## PROBLEM TO WORK ON
Put the lines of the stored items, starting at the beginning and ending at the line that contains "480L591 408L292 440L192", into a Markdown table with the columns Row and Line, numbering each row and omitting blank lines.

Stored items:
────

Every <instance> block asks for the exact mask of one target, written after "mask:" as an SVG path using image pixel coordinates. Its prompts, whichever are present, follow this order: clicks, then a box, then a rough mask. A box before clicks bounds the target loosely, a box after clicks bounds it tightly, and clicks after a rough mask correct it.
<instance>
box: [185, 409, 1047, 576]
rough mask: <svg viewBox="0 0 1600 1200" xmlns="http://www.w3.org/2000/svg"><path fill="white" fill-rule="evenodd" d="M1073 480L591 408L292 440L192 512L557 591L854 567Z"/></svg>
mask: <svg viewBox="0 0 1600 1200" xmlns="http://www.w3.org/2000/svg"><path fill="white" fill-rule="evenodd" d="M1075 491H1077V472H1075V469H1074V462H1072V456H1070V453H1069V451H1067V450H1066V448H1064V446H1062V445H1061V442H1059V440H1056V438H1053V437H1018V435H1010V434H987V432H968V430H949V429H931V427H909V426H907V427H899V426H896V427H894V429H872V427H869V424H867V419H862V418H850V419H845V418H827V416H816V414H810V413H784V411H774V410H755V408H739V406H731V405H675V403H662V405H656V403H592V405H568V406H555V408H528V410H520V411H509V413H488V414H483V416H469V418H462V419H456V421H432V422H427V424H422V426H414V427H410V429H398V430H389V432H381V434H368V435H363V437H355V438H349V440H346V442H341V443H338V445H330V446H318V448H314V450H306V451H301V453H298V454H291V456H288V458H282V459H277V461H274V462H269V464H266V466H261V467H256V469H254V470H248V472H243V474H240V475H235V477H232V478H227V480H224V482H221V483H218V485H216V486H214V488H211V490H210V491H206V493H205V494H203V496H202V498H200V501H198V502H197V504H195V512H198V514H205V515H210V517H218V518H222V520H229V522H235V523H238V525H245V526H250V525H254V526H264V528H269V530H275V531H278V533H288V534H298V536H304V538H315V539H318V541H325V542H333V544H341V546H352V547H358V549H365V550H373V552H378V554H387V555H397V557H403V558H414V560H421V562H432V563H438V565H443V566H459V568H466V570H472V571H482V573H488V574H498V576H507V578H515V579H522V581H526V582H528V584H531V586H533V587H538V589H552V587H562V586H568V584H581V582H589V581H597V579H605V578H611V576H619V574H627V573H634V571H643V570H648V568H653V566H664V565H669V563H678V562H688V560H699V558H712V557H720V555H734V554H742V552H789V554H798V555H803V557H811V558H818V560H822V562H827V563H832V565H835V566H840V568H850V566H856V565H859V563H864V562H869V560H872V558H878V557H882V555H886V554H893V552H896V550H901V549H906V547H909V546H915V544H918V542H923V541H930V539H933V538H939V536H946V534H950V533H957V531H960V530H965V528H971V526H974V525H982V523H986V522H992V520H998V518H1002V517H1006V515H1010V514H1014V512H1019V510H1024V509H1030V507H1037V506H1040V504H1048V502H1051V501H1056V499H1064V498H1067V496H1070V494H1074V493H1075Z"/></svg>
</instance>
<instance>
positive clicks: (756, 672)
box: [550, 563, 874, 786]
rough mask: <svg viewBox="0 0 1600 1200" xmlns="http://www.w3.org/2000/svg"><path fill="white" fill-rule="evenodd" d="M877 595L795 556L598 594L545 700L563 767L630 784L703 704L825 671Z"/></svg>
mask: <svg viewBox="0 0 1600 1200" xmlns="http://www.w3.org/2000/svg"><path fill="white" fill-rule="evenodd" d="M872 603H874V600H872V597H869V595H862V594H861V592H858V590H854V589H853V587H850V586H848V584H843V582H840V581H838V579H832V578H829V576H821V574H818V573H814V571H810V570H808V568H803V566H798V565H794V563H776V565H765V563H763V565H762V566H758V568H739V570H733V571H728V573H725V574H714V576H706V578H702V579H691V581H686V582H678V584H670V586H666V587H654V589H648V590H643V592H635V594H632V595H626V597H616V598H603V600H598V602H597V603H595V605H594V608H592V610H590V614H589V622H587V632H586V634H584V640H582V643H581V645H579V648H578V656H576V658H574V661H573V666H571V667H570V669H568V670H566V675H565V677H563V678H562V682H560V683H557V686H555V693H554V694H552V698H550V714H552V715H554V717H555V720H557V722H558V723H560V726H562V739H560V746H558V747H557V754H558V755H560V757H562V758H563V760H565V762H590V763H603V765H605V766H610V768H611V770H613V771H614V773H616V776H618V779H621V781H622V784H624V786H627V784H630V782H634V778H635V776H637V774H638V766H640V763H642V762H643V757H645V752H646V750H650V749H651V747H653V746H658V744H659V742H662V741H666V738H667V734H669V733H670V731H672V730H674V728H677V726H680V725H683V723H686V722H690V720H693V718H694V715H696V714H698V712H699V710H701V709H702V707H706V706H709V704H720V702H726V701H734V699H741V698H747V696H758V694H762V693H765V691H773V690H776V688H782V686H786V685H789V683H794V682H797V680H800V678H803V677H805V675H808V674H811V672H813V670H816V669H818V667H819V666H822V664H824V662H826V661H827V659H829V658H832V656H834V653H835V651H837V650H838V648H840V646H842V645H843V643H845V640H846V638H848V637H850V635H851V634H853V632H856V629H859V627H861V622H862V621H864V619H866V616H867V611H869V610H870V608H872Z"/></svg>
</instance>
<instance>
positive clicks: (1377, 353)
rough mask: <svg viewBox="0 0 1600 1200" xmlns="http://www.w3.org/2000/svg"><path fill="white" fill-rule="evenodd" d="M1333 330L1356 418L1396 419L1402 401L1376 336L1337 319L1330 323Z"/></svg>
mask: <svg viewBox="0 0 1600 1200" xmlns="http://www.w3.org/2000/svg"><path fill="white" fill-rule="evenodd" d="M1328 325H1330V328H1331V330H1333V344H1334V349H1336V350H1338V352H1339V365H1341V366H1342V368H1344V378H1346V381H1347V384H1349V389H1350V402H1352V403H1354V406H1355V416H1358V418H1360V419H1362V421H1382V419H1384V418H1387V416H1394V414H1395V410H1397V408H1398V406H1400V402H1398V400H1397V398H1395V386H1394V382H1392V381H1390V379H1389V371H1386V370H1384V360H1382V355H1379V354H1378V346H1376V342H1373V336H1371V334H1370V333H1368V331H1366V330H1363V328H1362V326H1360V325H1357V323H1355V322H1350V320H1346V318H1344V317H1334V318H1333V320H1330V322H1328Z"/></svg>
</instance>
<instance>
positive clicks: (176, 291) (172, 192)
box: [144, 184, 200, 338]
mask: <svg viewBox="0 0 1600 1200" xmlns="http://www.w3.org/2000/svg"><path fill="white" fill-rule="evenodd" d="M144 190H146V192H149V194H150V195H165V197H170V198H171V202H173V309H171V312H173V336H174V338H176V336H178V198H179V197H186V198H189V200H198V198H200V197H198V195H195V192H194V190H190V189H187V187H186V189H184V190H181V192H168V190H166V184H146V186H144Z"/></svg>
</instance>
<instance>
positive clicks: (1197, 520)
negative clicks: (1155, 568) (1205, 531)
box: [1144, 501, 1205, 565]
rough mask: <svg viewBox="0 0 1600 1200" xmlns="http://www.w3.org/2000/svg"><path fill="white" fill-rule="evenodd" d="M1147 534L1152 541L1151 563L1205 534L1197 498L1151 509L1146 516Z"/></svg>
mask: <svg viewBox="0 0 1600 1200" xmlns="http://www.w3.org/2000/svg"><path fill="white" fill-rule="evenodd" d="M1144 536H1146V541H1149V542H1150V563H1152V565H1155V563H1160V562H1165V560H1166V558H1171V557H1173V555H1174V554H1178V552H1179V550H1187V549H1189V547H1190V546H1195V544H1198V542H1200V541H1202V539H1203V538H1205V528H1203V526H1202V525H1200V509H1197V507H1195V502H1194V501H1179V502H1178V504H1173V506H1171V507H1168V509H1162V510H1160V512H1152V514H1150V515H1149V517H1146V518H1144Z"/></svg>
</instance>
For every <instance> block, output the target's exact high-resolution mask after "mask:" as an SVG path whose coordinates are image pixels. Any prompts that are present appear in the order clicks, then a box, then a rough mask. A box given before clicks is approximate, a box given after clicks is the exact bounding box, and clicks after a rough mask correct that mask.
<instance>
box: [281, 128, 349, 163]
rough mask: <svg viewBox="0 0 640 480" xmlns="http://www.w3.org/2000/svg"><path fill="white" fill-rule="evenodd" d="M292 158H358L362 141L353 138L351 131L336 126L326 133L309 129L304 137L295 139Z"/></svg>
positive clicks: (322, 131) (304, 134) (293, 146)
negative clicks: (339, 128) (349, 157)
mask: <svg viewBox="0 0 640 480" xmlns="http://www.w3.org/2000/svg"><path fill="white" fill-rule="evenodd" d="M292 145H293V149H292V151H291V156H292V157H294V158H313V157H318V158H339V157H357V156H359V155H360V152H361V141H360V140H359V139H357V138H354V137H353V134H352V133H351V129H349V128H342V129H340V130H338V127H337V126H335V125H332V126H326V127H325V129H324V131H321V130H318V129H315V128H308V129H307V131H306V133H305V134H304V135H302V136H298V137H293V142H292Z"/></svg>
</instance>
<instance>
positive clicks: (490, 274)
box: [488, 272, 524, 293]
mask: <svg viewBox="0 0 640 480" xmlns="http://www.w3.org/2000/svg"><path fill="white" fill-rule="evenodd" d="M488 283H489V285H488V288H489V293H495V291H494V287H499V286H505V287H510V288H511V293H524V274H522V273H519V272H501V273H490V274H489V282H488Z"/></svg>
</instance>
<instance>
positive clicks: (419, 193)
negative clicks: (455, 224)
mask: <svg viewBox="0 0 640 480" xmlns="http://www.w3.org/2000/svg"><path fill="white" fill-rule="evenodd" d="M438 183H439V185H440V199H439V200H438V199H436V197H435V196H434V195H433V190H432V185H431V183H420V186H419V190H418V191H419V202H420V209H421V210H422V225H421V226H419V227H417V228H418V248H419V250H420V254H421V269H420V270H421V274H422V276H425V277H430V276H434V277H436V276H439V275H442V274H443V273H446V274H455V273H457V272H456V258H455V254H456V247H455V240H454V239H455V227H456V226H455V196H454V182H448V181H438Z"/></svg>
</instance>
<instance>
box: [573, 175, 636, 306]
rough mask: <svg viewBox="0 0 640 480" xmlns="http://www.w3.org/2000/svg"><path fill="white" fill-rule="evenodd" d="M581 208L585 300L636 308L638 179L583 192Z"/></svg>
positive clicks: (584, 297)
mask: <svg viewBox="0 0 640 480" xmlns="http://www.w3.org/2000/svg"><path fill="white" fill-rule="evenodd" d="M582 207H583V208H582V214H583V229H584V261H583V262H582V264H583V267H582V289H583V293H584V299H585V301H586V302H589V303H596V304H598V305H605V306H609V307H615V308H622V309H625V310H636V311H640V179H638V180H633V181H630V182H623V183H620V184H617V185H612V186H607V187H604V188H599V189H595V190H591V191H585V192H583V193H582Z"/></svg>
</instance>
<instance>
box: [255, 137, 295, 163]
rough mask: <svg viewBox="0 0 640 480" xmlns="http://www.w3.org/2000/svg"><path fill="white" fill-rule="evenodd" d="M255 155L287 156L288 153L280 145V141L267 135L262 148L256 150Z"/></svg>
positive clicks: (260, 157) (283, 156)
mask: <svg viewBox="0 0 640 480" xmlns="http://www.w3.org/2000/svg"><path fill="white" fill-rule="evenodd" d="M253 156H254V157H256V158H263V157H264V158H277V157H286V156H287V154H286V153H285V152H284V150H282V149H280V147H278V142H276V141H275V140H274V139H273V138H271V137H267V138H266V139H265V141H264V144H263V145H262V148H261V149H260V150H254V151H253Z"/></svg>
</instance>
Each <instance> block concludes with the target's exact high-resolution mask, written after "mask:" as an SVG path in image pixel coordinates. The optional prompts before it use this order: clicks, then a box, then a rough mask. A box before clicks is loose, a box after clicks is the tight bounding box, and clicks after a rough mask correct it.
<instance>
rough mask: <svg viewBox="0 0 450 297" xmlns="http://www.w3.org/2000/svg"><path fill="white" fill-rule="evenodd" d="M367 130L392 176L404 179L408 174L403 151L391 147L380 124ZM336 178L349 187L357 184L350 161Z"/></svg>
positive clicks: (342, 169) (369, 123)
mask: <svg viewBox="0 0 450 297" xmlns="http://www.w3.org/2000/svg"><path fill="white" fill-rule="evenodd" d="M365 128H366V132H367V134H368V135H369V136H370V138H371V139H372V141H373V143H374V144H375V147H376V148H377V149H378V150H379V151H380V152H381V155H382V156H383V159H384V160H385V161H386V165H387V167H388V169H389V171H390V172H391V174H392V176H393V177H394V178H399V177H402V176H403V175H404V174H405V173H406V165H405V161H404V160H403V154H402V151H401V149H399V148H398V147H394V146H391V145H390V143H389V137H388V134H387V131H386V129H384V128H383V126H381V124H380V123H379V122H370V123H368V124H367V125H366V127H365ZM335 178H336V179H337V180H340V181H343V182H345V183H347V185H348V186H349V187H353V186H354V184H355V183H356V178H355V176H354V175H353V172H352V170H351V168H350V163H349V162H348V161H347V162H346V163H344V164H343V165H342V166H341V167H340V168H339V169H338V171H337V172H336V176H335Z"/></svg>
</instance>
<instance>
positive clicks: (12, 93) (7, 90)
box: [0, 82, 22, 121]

────

## WRITTEN ANSWER
| Row | Line |
|---|---|
| 1 | Every <instance> block asks for the exact mask of one target, written after "mask:" as an SVG path using image pixel coordinates. Its prompts, whichever are present, follow this order: clicks, then a box, then a rough mask. A box before clicks bounds the target loosely, a box after clicks bounds it tightly, and clicks after a rough mask correct it. |
| 2 | <instance> |
| 3 | box: [185, 409, 1047, 576] |
| 4 | rough mask: <svg viewBox="0 0 1600 1200" xmlns="http://www.w3.org/2000/svg"><path fill="white" fill-rule="evenodd" d="M1073 480L591 408L292 440L192 512L557 591L854 567Z"/></svg> |